EXERCISE DETAILS —
Repeat each line of the material exactly.

--- DATA SUPPLIED ---

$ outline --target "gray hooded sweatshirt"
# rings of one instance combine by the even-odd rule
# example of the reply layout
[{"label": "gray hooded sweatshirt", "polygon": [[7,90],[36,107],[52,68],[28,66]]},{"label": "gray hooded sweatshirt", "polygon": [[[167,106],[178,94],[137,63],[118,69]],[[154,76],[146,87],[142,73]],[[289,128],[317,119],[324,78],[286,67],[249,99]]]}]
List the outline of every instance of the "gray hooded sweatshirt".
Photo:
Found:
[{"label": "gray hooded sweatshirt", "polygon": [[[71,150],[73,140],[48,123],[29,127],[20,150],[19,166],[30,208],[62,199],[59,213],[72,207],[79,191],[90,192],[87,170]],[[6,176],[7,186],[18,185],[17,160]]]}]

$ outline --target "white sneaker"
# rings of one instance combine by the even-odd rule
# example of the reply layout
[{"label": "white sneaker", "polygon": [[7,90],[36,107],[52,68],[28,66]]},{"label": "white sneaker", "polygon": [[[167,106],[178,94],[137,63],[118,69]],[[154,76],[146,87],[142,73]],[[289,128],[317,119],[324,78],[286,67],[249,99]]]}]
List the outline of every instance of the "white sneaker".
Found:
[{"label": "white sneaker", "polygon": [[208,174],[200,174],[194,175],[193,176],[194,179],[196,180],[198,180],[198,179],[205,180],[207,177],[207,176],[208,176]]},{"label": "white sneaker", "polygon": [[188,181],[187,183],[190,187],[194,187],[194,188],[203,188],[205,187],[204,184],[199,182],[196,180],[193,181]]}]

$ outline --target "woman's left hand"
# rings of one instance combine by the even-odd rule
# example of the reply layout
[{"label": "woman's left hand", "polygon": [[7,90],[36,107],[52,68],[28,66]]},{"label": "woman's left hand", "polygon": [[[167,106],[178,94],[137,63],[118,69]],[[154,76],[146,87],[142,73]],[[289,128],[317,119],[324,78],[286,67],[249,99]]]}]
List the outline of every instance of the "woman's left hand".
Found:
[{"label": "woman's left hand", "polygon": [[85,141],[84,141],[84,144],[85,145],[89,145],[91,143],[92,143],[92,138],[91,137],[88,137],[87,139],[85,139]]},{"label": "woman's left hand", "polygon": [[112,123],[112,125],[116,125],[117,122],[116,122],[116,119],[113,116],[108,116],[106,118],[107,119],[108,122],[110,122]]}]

---

WRITTEN RESPONSE —
$ outline --target "gray hooded sweatshirt"
# rings of one instance combine by the even-odd rule
# example of the reply layout
[{"label": "gray hooded sweatshirt", "polygon": [[7,90],[36,107],[52,68],[28,66]]},{"label": "gray hooded sweatshirt", "polygon": [[[167,106],[178,94],[137,63],[118,69]],[[154,76],[146,87],[142,73]],[[289,128],[317,119],[324,78],[286,67],[249,99]]]}]
List the outline of every instance of the "gray hooded sweatshirt".
Photo:
Found:
[{"label": "gray hooded sweatshirt", "polygon": [[[71,150],[73,140],[48,123],[29,127],[20,150],[19,166],[30,208],[62,199],[59,213],[72,207],[79,191],[90,192],[87,170]],[[6,176],[7,186],[18,185],[17,160]]]}]

$ outline --target "white sneaker"
# rings of one instance combine by the even-odd rule
# example of the reply layout
[{"label": "white sneaker", "polygon": [[7,90],[36,107],[52,68],[28,66]]},{"label": "white sneaker", "polygon": [[[167,106],[178,94],[137,63],[118,69]],[[154,76],[146,87],[142,73]],[[289,128],[317,119],[324,78],[286,67],[249,99]]]}]
List the outline of every instance of the "white sneaker".
Found:
[{"label": "white sneaker", "polygon": [[208,174],[200,174],[194,175],[193,176],[194,179],[196,180],[198,180],[198,179],[205,180],[207,177],[207,176],[208,176]]},{"label": "white sneaker", "polygon": [[188,181],[187,183],[190,187],[194,187],[194,188],[203,188],[205,187],[204,184],[199,182],[196,180],[193,181]]}]

$ outline --target "woman's left hand"
# rings of one instance combine by the even-odd rule
# example of the reply layout
[{"label": "woman's left hand", "polygon": [[7,90],[36,107],[52,68],[28,66]]},{"label": "woman's left hand", "polygon": [[[167,106],[178,94],[137,63],[118,69]],[[154,76],[146,87],[142,73]],[[289,128],[317,119],[324,78],[286,67],[249,99]]]}]
List the outline of every instance of the "woman's left hand".
Found:
[{"label": "woman's left hand", "polygon": [[85,141],[84,141],[84,144],[85,145],[89,145],[91,143],[92,143],[92,138],[91,137],[88,137],[87,139],[85,139]]},{"label": "woman's left hand", "polygon": [[112,123],[112,125],[116,125],[117,122],[116,122],[116,119],[113,116],[108,116],[106,118],[107,119],[108,122],[110,122]]}]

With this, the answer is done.